Every entry must be reproduced word for word.

+++++

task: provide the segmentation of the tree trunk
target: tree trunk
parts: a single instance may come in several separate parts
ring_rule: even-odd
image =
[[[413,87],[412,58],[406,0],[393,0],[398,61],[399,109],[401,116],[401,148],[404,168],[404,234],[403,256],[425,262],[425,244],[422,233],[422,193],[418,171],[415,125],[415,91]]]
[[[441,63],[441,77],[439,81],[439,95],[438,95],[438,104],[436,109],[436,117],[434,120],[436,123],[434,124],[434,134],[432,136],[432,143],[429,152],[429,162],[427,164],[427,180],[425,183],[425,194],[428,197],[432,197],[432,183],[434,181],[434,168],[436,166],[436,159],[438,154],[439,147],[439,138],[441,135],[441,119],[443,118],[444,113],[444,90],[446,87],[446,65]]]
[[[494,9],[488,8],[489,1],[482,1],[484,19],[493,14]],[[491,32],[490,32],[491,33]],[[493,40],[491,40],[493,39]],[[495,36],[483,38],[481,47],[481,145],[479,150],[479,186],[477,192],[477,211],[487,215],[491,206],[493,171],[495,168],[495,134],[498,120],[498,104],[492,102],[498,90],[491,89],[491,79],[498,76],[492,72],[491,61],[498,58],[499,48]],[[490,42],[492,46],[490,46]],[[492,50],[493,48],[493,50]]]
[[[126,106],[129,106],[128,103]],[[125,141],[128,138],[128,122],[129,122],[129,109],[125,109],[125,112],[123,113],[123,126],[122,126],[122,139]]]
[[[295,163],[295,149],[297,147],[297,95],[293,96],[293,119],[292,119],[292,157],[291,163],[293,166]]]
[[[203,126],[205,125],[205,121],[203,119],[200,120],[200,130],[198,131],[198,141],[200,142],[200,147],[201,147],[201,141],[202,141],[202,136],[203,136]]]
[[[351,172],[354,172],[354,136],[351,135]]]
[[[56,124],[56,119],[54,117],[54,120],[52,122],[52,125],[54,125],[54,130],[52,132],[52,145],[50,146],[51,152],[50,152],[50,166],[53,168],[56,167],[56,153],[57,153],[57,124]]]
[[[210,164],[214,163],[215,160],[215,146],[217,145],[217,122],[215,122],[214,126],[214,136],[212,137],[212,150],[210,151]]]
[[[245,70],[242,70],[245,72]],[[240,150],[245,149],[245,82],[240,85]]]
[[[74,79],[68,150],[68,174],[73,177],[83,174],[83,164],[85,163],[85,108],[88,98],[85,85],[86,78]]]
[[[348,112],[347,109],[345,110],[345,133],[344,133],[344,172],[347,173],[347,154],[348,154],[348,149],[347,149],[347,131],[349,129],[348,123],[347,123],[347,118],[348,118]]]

+++++

## Written reply:
task: provide the segmentation of the tree trunk
target: tree trunk
parts: a single instance may come in several separate parts
ring_rule: even-odd
image =
[[[413,87],[412,58],[406,0],[393,0],[398,61],[399,109],[401,116],[401,148],[404,168],[404,234],[403,256],[425,262],[425,244],[422,233],[422,193],[418,171],[415,125],[415,91]]]
[[[441,63],[441,77],[439,81],[439,95],[438,95],[438,104],[436,109],[436,117],[434,120],[436,123],[434,124],[434,134],[432,136],[432,143],[429,152],[429,162],[427,164],[427,180],[425,183],[425,194],[428,197],[432,197],[432,183],[434,181],[434,168],[436,166],[436,159],[438,154],[439,147],[439,138],[441,135],[441,119],[443,118],[444,113],[444,90],[446,87],[446,65]]]
[[[494,9],[488,8],[489,1],[482,1],[484,19],[493,14]],[[491,32],[490,32],[491,33]],[[493,40],[491,40],[493,39]],[[495,36],[483,38],[481,47],[481,145],[479,150],[479,186],[477,192],[477,211],[487,215],[491,206],[493,171],[495,168],[495,134],[498,120],[498,104],[492,102],[498,90],[491,89],[491,79],[498,76],[492,72],[491,61],[498,58],[499,48]],[[490,42],[492,46],[490,46]],[[492,50],[493,48],[493,50]]]
[[[126,106],[129,106],[128,103]],[[125,141],[128,138],[128,122],[129,122],[129,109],[125,109],[125,112],[123,113],[123,126],[122,126],[122,139]]]
[[[295,163],[295,149],[297,147],[297,95],[293,96],[293,119],[292,119],[292,157],[291,163],[293,166]]]
[[[203,126],[205,125],[205,121],[203,119],[200,120],[200,130],[198,131],[198,141],[200,142],[200,147],[201,147],[201,141],[202,141],[202,136],[203,136]]]
[[[351,172],[354,172],[354,136],[351,135]]]
[[[56,124],[56,119],[54,117],[54,120],[52,122],[52,125],[54,125],[54,130],[52,132],[52,145],[50,146],[51,152],[50,152],[50,166],[53,168],[56,167],[56,153],[57,153],[57,124]]]
[[[210,164],[214,163],[215,160],[215,146],[217,145],[217,122],[215,122],[214,126],[214,136],[212,137],[212,150],[210,151]]]
[[[245,70],[242,70],[245,72]],[[240,150],[245,149],[245,82],[240,85]]]
[[[74,79],[68,150],[68,174],[73,177],[83,174],[83,164],[85,163],[85,108],[88,98],[85,85],[86,78]]]
[[[348,112],[347,109],[345,110],[345,133],[344,133],[344,172],[347,173],[347,154],[348,154],[348,149],[347,149],[347,131],[349,129],[348,123],[347,123],[347,118],[348,118]]]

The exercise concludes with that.